=== TASKS TO PERFORM ===
#1 Using the article on the Kidwai Memorial Institute of Oncology below, decide whether each statement agrees with it: (a) the institute was founded on 26 June 1973; (b) its first director took charge in 1979; (c) Rafi Ahmed Kidwai helped donate 50 acres of campus land. Answer yes or no for each and quote the deciding words.
#2 Extend the article on the Kidwai Memorial Institute of Oncology, picking up after its final sentence.

=== EXCERPT ===
──────
Geography
- Location: Bengaluru, Karnataka, India

Organisation
- Affiliated university: Rajiv Gandhi University of Health Sciences for Academics

History
- Founded: 26 June 1973; 53 years ago

Links
- Website: kmio.karnataka.gov.in

= Kidwai Memorial Institute of Oncology =

Kidwai Memorial Institute of Oncology (Kannada: ಕಿದ್ವಾಯಿ ಸ್ಮಾರಕ ಗಂಥಿ ಸಂಸ್ಥೆ ) is a cancer care hospital in Bangalore, Karnataka. It is an autonomous institution of the Government of Karnataka and a Regional Cancer Centre funded by the Government of India. It was granted Regional Cancer Center status on 1 November 1980. The Indian Council of Medical Research has recognized this referral Institution as a research organization.

==History==
Kidwai Memorial Institute of Oncology is named after Rafi Ahmed Kidwai, Who was a politician, an Indian independence activist, a socialist, and the Governor of Bombay. Rafi Ahmed Kidwai played a major role in donating 20 acres of the campus land and Rs. 100,000 for the radiotherapy machine. It was founded on 26 June 1973. The Government of Karnataka, by an order on 27 December 1979, converted the institute into an autonomous institution. The institute was registered on 8 January 1980 as an independent body. The first director of the institute, Dr. M. Krishna Bhargava, took charge on 23 January 1980.

==Treatment and training==
It is a member of the Union for International Cancer Control and is recognized by the World Health Organization.
──────
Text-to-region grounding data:
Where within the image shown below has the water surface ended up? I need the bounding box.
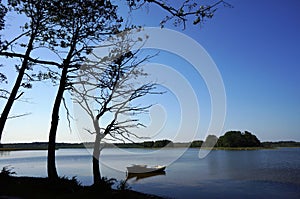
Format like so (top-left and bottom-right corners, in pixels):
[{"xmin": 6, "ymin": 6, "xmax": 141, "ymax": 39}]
[{"xmin": 0, "ymin": 148, "xmax": 300, "ymax": 198}]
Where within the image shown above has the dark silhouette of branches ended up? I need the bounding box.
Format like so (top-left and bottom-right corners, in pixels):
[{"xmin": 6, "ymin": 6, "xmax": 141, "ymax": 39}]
[
  {"xmin": 72, "ymin": 32, "xmax": 162, "ymax": 184},
  {"xmin": 127, "ymin": 0, "xmax": 232, "ymax": 29}
]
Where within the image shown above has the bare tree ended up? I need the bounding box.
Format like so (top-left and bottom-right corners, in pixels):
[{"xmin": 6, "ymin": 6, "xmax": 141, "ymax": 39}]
[{"xmin": 73, "ymin": 33, "xmax": 162, "ymax": 184}]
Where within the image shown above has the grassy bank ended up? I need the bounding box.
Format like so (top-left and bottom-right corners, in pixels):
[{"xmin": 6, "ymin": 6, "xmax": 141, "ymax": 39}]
[{"xmin": 0, "ymin": 176, "xmax": 161, "ymax": 199}]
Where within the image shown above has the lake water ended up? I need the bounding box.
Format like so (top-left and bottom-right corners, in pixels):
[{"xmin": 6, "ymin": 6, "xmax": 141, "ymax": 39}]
[{"xmin": 0, "ymin": 148, "xmax": 300, "ymax": 199}]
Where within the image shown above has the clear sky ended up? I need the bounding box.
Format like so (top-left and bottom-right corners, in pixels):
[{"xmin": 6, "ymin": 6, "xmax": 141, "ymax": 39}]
[{"xmin": 0, "ymin": 0, "xmax": 300, "ymax": 142}]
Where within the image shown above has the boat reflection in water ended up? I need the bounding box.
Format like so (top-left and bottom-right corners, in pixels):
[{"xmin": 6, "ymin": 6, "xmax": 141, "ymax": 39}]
[
  {"xmin": 126, "ymin": 171, "xmax": 166, "ymax": 181},
  {"xmin": 126, "ymin": 165, "xmax": 166, "ymax": 181}
]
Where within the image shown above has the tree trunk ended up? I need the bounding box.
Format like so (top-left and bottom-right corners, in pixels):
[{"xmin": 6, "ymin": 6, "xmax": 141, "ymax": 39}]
[
  {"xmin": 0, "ymin": 33, "xmax": 36, "ymax": 142},
  {"xmin": 93, "ymin": 133, "xmax": 101, "ymax": 185},
  {"xmin": 47, "ymin": 65, "xmax": 68, "ymax": 180}
]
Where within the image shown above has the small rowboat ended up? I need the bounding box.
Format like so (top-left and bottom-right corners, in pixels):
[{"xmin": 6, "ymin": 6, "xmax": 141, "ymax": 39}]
[{"xmin": 127, "ymin": 164, "xmax": 166, "ymax": 173}]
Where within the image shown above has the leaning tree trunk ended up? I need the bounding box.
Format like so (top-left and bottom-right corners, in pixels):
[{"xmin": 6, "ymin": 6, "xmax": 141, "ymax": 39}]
[
  {"xmin": 47, "ymin": 65, "xmax": 68, "ymax": 180},
  {"xmin": 93, "ymin": 133, "xmax": 101, "ymax": 185},
  {"xmin": 0, "ymin": 33, "xmax": 36, "ymax": 142}
]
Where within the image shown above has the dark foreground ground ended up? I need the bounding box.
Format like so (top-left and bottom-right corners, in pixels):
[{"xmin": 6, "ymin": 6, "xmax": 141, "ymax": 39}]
[{"xmin": 0, "ymin": 176, "xmax": 161, "ymax": 199}]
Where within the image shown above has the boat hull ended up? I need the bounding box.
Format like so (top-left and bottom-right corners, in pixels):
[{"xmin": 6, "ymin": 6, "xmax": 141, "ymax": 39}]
[{"xmin": 127, "ymin": 166, "xmax": 166, "ymax": 173}]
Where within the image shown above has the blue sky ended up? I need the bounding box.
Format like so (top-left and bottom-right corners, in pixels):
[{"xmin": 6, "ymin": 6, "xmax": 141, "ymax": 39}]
[{"xmin": 0, "ymin": 0, "xmax": 300, "ymax": 142}]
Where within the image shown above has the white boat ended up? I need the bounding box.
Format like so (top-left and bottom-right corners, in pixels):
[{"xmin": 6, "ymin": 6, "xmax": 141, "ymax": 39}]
[{"xmin": 127, "ymin": 164, "xmax": 166, "ymax": 173}]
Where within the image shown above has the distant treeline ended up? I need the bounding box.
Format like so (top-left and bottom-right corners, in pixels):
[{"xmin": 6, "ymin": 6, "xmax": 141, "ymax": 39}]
[{"xmin": 2, "ymin": 131, "xmax": 300, "ymax": 150}]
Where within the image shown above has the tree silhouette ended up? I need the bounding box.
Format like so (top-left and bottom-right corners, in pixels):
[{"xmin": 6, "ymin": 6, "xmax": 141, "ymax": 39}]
[
  {"xmin": 42, "ymin": 0, "xmax": 122, "ymax": 180},
  {"xmin": 73, "ymin": 33, "xmax": 161, "ymax": 184},
  {"xmin": 0, "ymin": 0, "xmax": 64, "ymax": 141}
]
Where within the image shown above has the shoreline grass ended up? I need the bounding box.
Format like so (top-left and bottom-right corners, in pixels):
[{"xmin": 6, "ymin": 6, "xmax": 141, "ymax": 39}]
[{"xmin": 0, "ymin": 175, "xmax": 163, "ymax": 199}]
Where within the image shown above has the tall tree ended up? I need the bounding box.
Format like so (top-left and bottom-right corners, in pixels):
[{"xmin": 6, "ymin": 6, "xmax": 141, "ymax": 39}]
[
  {"xmin": 47, "ymin": 0, "xmax": 122, "ymax": 180},
  {"xmin": 0, "ymin": 0, "xmax": 62, "ymax": 141},
  {"xmin": 0, "ymin": 0, "xmax": 8, "ymax": 102},
  {"xmin": 73, "ymin": 35, "xmax": 160, "ymax": 185},
  {"xmin": 47, "ymin": 0, "xmax": 230, "ymax": 179}
]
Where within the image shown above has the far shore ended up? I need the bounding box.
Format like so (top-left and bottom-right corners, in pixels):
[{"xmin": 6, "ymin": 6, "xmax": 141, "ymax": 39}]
[{"xmin": 0, "ymin": 146, "xmax": 300, "ymax": 152}]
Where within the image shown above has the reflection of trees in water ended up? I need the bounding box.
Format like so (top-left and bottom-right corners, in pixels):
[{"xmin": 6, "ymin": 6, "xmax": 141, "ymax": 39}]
[{"xmin": 0, "ymin": 151, "xmax": 10, "ymax": 157}]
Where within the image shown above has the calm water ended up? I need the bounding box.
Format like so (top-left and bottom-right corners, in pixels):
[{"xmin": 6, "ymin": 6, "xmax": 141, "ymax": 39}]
[{"xmin": 0, "ymin": 148, "xmax": 300, "ymax": 199}]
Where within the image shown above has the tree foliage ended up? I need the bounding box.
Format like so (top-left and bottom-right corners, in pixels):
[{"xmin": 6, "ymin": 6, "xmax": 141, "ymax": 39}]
[{"xmin": 217, "ymin": 131, "xmax": 261, "ymax": 147}]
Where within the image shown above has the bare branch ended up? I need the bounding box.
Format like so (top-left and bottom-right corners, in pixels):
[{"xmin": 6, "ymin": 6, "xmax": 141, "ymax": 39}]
[
  {"xmin": 7, "ymin": 113, "xmax": 31, "ymax": 119},
  {"xmin": 63, "ymin": 97, "xmax": 73, "ymax": 133}
]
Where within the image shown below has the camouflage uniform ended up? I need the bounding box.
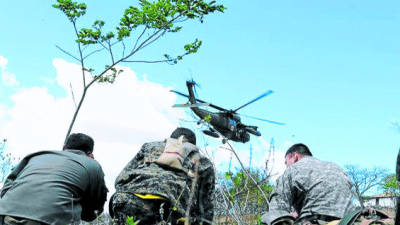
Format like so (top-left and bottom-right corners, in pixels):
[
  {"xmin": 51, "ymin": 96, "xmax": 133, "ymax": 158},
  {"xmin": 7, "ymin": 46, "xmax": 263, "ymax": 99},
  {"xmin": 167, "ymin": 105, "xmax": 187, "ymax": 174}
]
[
  {"xmin": 110, "ymin": 141, "xmax": 215, "ymax": 225},
  {"xmin": 262, "ymin": 156, "xmax": 353, "ymax": 224}
]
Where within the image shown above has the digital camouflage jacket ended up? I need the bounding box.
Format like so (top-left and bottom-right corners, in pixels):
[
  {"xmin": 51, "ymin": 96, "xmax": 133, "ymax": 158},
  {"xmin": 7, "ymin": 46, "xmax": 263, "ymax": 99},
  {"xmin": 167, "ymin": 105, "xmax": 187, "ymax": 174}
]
[
  {"xmin": 115, "ymin": 141, "xmax": 215, "ymax": 225},
  {"xmin": 262, "ymin": 157, "xmax": 353, "ymax": 224}
]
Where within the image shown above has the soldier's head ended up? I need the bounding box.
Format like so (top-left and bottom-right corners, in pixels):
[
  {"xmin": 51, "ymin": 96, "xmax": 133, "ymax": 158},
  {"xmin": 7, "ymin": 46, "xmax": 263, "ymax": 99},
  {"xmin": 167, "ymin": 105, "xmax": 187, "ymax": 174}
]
[
  {"xmin": 285, "ymin": 143, "xmax": 312, "ymax": 167},
  {"xmin": 63, "ymin": 133, "xmax": 94, "ymax": 158},
  {"xmin": 170, "ymin": 127, "xmax": 196, "ymax": 145}
]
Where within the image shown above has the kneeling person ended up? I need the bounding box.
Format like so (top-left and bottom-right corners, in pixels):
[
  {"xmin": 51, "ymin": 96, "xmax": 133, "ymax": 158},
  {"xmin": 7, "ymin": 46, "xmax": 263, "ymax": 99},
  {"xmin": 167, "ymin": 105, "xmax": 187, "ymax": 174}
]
[
  {"xmin": 262, "ymin": 144, "xmax": 353, "ymax": 225},
  {"xmin": 109, "ymin": 128, "xmax": 215, "ymax": 225}
]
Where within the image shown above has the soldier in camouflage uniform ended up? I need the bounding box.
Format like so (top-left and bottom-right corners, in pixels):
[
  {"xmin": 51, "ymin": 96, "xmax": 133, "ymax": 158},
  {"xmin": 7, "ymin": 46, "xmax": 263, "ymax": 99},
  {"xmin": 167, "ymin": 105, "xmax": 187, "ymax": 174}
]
[
  {"xmin": 110, "ymin": 128, "xmax": 215, "ymax": 225},
  {"xmin": 262, "ymin": 144, "xmax": 353, "ymax": 225}
]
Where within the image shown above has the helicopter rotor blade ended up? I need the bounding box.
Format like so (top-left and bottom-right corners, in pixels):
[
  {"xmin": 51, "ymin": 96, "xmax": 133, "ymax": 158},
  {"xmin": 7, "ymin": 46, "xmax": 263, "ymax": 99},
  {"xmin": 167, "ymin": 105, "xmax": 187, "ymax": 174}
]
[
  {"xmin": 233, "ymin": 90, "xmax": 274, "ymax": 112},
  {"xmin": 172, "ymin": 103, "xmax": 210, "ymax": 108},
  {"xmin": 238, "ymin": 114, "xmax": 286, "ymax": 125},
  {"xmin": 171, "ymin": 90, "xmax": 229, "ymax": 112}
]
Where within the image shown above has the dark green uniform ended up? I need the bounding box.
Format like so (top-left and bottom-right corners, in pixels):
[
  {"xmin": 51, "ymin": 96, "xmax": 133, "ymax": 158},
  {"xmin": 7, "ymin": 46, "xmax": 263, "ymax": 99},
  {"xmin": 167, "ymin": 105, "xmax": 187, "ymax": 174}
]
[
  {"xmin": 110, "ymin": 141, "xmax": 215, "ymax": 225},
  {"xmin": 0, "ymin": 150, "xmax": 107, "ymax": 225}
]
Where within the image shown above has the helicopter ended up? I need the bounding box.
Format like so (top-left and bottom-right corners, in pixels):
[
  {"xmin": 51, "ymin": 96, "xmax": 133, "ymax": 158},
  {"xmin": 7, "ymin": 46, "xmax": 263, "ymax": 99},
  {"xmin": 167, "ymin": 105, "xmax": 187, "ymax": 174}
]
[{"xmin": 171, "ymin": 80, "xmax": 285, "ymax": 144}]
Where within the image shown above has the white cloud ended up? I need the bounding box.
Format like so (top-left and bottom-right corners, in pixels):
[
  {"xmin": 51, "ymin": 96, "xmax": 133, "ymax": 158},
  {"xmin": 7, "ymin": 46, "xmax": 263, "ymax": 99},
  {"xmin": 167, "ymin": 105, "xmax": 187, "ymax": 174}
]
[
  {"xmin": 203, "ymin": 137, "xmax": 289, "ymax": 182},
  {"xmin": 0, "ymin": 59, "xmax": 185, "ymax": 207},
  {"xmin": 0, "ymin": 55, "xmax": 8, "ymax": 68},
  {"xmin": 0, "ymin": 55, "xmax": 19, "ymax": 86}
]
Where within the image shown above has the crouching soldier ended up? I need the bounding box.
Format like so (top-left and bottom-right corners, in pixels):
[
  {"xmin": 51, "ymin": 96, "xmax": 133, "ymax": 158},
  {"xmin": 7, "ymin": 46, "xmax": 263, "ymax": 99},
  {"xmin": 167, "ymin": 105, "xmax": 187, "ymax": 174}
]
[{"xmin": 109, "ymin": 128, "xmax": 215, "ymax": 225}]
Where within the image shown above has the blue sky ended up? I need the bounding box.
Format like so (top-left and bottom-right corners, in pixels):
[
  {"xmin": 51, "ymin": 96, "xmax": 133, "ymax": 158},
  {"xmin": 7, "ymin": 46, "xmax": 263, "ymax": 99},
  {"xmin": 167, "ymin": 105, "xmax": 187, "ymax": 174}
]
[{"xmin": 0, "ymin": 0, "xmax": 400, "ymax": 180}]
──────
=== RESPONSES ===
#1
(a) Yes: "It was founded on 26 June 1973."
(b) No: "The first director of the institute, Dr. M. Krishna Bhargava, took charge on 23 January 1980."
(c) No: "Rafi Ahmed Kidwai played a major role in donating 20 acres of the campus land"

#2
==Academics==
- College of Oncology
The academic cell has been in existence since 1987. The main objective and functioning of the academic cell is to facilitate the academic activities of the institute in the specialty of oncology. The institute imparts training in various discipline sub-specialties of oncology to Post-graduate students, Undergraduate students, interns (both national and international), nurses and scientists of allied sciences from various medical and paramedical institutions in the state and country. These courses are affiliated to Rajiv Gandhi University of Health Sciences and have recognition by the respective bodies such as the National Medical Commission, National Board of Examinations and the Indian Nursing Council.

==Charitable institute==
KMIO is recognized as a charitable institute by the Endowment Department of Karnataka, considering its commitment for services to poor cancer patients. The charges levied for cancer investigations and treatment are well within the reach of poor patients. In cases where the total treatment cost is too high, patients are financially assisted by various schemes like free drugs from the institute, Karnataka Chief Minister's Medical Relief Fund, Poor Patients Welfare Fund, Children Welfare Fund, and Kidwai Cancer Drug Foundation. The anti-cancer drugs sold at Kidwai Cancer Drug Foundation are 40% to 60% cheaper than market rates.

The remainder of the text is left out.